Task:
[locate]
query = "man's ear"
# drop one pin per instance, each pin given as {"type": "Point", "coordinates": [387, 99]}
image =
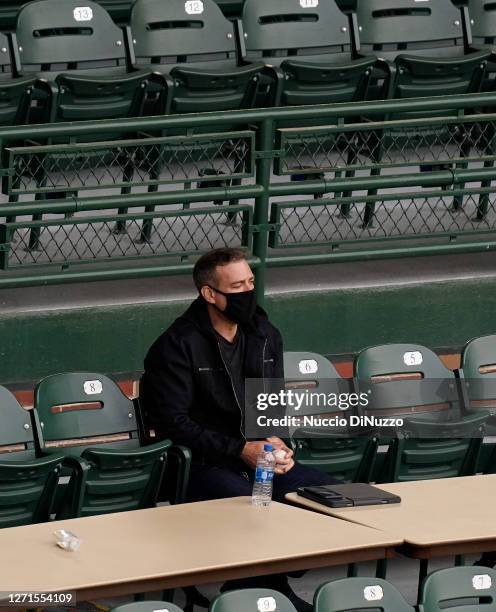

○ ○ ○ ○

Work required
Can you rewrite the data above with "pin" replaced by "marker" everywhere, leaving all else unchanged and omitting the pictures?

Answer below
Task:
[locate]
query = "man's ear"
# drop one marker per instance, each marker given as {"type": "Point", "coordinates": [387, 99]}
image =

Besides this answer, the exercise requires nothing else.